● **Text segment**:
▶
# How Did Golf Get To This Point?



## Golfbum (Oct 14, 2006)

I came across this article and I agree with the points the author makes. 



Point of no return
How did golf ever
get to this point?
Written by Alistair Tait 

There are times in this game when you just have to shake your head and ask: How did we ever get to this point?

Here are some questions that baffle the hell out of me:

How did we ever get to the point where . . . Four and a half hours is an acceptable time for a round?

Watching the Ladies European Tour event in Dubai recently, I heard former LET player Diane Barnard say that 4 1/2 hours was pretty normal for a round in professional golf. If only that were true. That seems quick in these days of five- and even six-hour rounds.

If only the authorities had acted way back when, then perhaps 4 1/2 hours would be considered excessive rather than the norm.

How did we ever get to the point where . . . Someone was worth $100 million per year because of his ability to hit a golf ball?

That’s the total figure Tiger Woods reportedly earns every year for being the best. Crazy. Absolutely crazy.
◀
● **Given data**:
▶
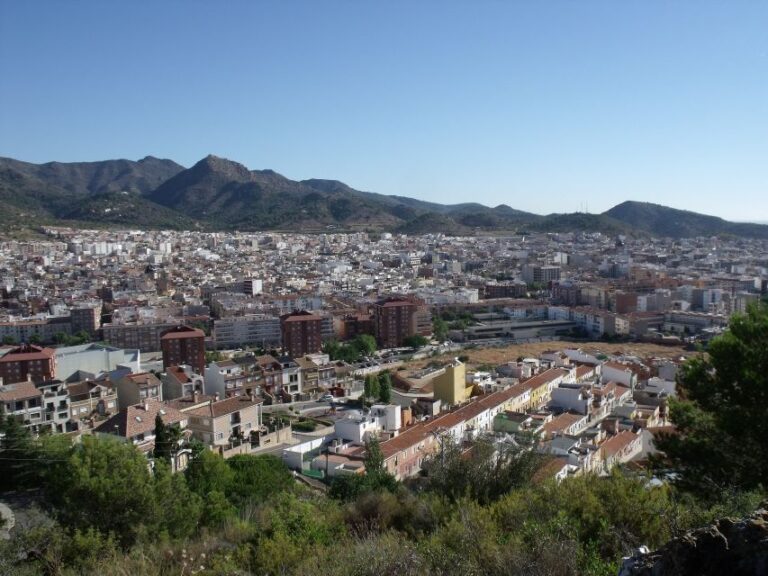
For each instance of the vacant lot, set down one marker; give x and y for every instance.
(498, 355)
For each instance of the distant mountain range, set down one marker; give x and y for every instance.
(218, 194)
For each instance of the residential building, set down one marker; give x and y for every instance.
(28, 362)
(451, 386)
(394, 321)
(301, 333)
(24, 401)
(135, 388)
(224, 422)
(259, 330)
(184, 345)
(181, 382)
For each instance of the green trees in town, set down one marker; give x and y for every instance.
(720, 418)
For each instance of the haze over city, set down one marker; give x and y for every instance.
(560, 107)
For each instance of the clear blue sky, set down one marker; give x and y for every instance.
(545, 106)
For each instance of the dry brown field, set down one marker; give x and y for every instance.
(501, 354)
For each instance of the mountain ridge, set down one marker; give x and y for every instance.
(220, 194)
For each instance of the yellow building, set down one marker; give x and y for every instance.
(451, 386)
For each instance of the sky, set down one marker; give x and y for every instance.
(544, 106)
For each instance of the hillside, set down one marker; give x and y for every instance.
(663, 221)
(219, 194)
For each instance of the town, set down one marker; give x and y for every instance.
(307, 346)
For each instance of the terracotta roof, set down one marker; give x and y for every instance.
(187, 403)
(143, 379)
(224, 407)
(182, 332)
(617, 366)
(619, 442)
(19, 391)
(583, 371)
(418, 432)
(549, 469)
(140, 419)
(302, 316)
(545, 378)
(178, 373)
(28, 352)
(561, 422)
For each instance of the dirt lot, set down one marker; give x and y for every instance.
(498, 355)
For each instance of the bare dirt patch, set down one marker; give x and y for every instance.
(500, 354)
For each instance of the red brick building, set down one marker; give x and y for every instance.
(394, 321)
(28, 362)
(302, 333)
(183, 345)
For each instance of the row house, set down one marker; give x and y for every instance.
(136, 424)
(223, 423)
(181, 381)
(88, 398)
(134, 388)
(404, 454)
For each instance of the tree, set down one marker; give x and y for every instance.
(385, 388)
(720, 418)
(256, 478)
(105, 484)
(166, 439)
(415, 341)
(17, 455)
(371, 386)
(439, 328)
(376, 475)
(365, 343)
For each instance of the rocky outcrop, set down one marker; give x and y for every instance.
(732, 547)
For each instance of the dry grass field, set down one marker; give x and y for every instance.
(500, 354)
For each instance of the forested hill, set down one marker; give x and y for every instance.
(219, 194)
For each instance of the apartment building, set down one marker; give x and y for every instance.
(394, 321)
(259, 330)
(184, 345)
(28, 362)
(301, 333)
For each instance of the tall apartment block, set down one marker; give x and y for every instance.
(394, 321)
(302, 333)
(184, 345)
(28, 362)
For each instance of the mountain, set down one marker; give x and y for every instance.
(663, 221)
(48, 193)
(219, 194)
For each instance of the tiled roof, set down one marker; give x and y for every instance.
(224, 407)
(140, 419)
(619, 442)
(18, 391)
(418, 432)
(28, 352)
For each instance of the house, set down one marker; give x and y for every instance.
(620, 448)
(541, 386)
(56, 408)
(181, 381)
(90, 397)
(564, 425)
(23, 400)
(333, 465)
(133, 389)
(28, 362)
(136, 424)
(221, 424)
(617, 372)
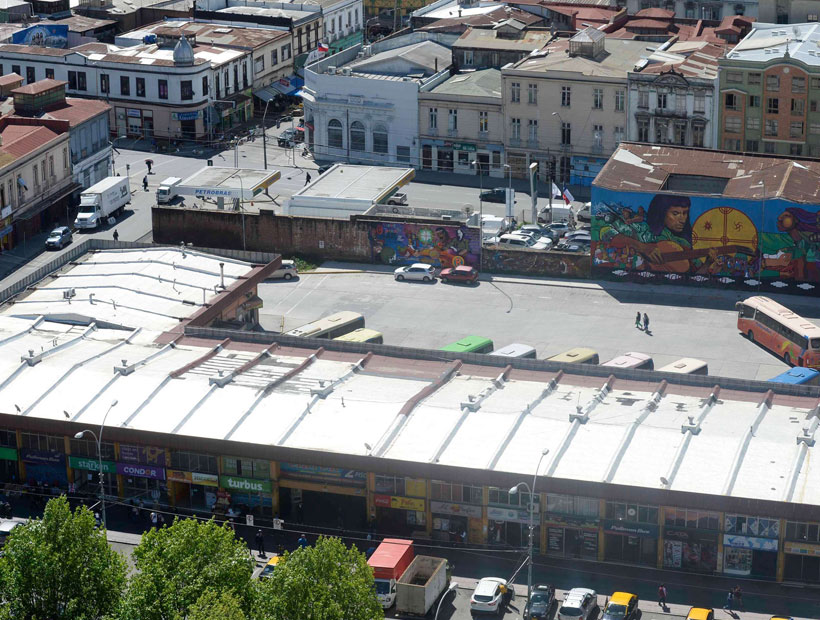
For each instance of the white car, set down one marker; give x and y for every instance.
(416, 271)
(490, 595)
(578, 604)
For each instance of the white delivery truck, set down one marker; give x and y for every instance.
(101, 200)
(167, 190)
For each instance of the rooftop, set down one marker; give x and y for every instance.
(647, 168)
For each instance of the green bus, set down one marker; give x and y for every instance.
(470, 344)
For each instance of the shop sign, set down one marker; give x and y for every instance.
(43, 457)
(750, 542)
(248, 485)
(91, 464)
(614, 526)
(143, 454)
(462, 510)
(141, 471)
(315, 472)
(509, 514)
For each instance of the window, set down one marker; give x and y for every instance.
(772, 105)
(334, 134)
(566, 96)
(771, 127)
(515, 92)
(357, 136)
(597, 98)
(773, 83)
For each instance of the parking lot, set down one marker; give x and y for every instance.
(550, 315)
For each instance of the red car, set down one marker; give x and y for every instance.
(459, 274)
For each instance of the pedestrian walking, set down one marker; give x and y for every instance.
(260, 544)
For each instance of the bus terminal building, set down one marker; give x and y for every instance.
(689, 473)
◀
Return the golf article in full, word for word. These entries have no connection to the golf article.

# How Did Golf Get To This Point?



## Golfbum (Oct 14, 2006)

I came across this article and I agree with the points the author makes. 



Point of no return
How did golf ever
get to this point?
Written by Alistair Tait 

There are times in this game when you just have to shake your head and ask: How did we ever get to this point?

Here are some questions that baffle the hell out of me:

How did we ever get to the point where . . . Four and a half hours is an acceptable time for a round?

Watching the Ladies European Tour event in Dubai recently, I heard former LET player Diane Barnard say that 4 1/2 hours was pretty normal for a round in professional golf. If only that were true. That seems quick in these days of five- and even six-hour rounds.

If only the authorities had acted way back when, then perhaps 4 1/2 hours would be considered excessive rather than the norm.

How did we ever get to the point where . . . Someone was worth $100 million per year because of his ability to hit a golf ball?

That’s the total figure Tiger Woods reportedly earns every year for being the best. Crazy. Absolutely crazy.